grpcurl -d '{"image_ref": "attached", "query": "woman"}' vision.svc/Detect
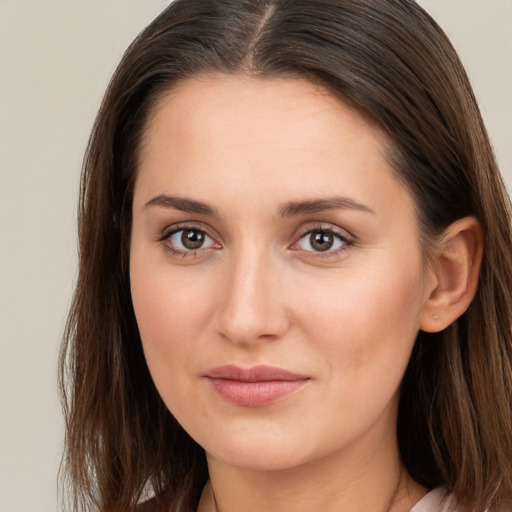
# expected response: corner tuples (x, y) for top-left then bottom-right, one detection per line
(59, 1), (512, 511)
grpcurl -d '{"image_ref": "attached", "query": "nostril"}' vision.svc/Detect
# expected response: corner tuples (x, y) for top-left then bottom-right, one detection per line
(214, 291), (290, 345)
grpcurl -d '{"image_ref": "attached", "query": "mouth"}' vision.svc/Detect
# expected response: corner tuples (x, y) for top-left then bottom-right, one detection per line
(204, 365), (310, 407)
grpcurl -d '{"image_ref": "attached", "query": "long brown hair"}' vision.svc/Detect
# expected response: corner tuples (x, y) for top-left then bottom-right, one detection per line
(59, 1), (512, 510)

- **Task**
Everything in the entries above should be transcribed exactly, apart from the pictures.

- **Completed task**
grpcurl -d '{"image_ref": "attached", "query": "woman"}' vision.svc/Detect
# expected response: corner tuples (x, y) for top-left then bottom-right, one detection per line
(59, 1), (512, 511)
grpcurl -d '{"image_ref": "attached", "query": "nostril"}' vision.svc/Detect
# expected response: corner tuples (x, y) for top-left then bottom-right, one detection per line
(214, 291), (290, 345)
grpcurl -d '{"image_ref": "attached", "query": "mouth"}' vision.svc/Detect
# expected response: corner tuples (x, y) for top-left then bottom-right, one detection per line
(204, 365), (310, 407)
grpcurl -d '{"image_ref": "attached", "query": "long brown hair"}' vision.svc/Detect
# expected response: corner tuples (x, y) for top-left then bottom-right, one detection per line
(59, 1), (512, 510)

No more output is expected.